◆ **Quoted text**:
-- START --

The Upper Traps, often called the yoke, rises up from your shoulders to the base of your skull. Its main job is elevation of the shoulder girdle which means shrugging your shoulders upward in a movement called elevation. Because of this, the most common way to pump up the upper traps is with barbell or dumbbell shrugs but, as you’ll see later, there are other exercises that you can do that will get the job done.

The Middle Traps work with your rhomboids and is located on and between your shoulder blades. The middle traps are responsible for drawing your shoulders back and together – a movement called retraction. This is an important movement for thickening your upper back and maintaining good posture.

The Lower Traps are located on and below your shoulder blades and are responsible for shrugging your shoulders downward in a movement called depression. Keeping your shoulders down means you will have greater shoulder stability, which will carry over to having better shoulder health and performance.

So, now you know a little more about the anatomy and function of your traps, it’s time to add some meat to this all important muscle group!

When to work your traps?

-- END --

◆ **Data lines**:

-- START --

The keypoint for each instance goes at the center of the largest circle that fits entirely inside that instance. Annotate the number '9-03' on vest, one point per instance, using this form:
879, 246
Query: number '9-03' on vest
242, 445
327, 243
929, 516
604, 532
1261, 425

-- END --
-- START --

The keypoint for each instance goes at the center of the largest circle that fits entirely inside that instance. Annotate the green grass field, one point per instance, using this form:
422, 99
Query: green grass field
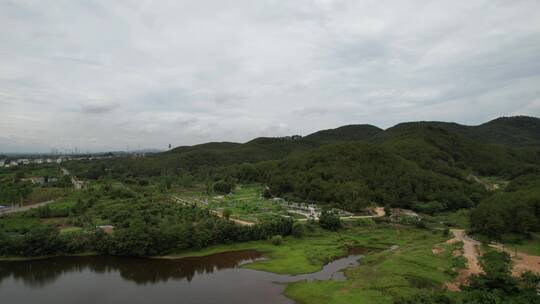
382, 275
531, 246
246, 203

-- END --
-- START --

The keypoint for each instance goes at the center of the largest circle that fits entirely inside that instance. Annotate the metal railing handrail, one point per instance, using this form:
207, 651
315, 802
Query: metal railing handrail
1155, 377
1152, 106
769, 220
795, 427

-- END --

◆ **Stated exercise A**: Reproduce part of the passage on the trapezius muscles. Begin at the words "The Lower Traps" and stop after "work your traps?".
◆ **Stated exercise B**: In the passage on the trapezius muscles, what is the movement of drawing the shoulders back and together called?
◆ **Stated exercise C**: Continue the passage on the trapezius muscles from where it stops.

◆ **Written answer A**:
The Lower Traps are located on and below your shoulder blades and are responsible for shrugging your shoulders downward in a movement called depression. Keeping your shoulders down means you will have greater shoulder stability, which will carry over to having better shoulder health and performance.

So, now you know a little more about the anatomy and function of your traps, it’s time to add some meat to this all important muscle group!

When to work your traps?

◆ **Written answer B**: Retraction.

◆ **Written answer C**:
There are two main schools of thought when it comes to trap workouts – do them as part of your shoulder workout or do them when you train your lats. Both options can work well, so really it’s just a matter of trying both and seeing which works for you. Of course, if you are serious about bulking up your yoke, you could train them on a separate day so you can prioritize them.

Sets and Reps

While six to twelve is the most commonly prescribed rep range for muscle building, lower and higher reps can work too. To avoid a muscle-building plateau, try using a variety of rep ranges in your training e.g. do low reps/heavy weights for four weeks, moderate reps/weights for four weeks and then high reps/low weight for four weeks.

Warm-Up

Before you get into your workout proper, make sure your muscles and joints are properly prepared by doing some light cardio, joint mobility and dynamic flexibility exercises. Round off your warm up with one or two light sets of the exercises you are about to do.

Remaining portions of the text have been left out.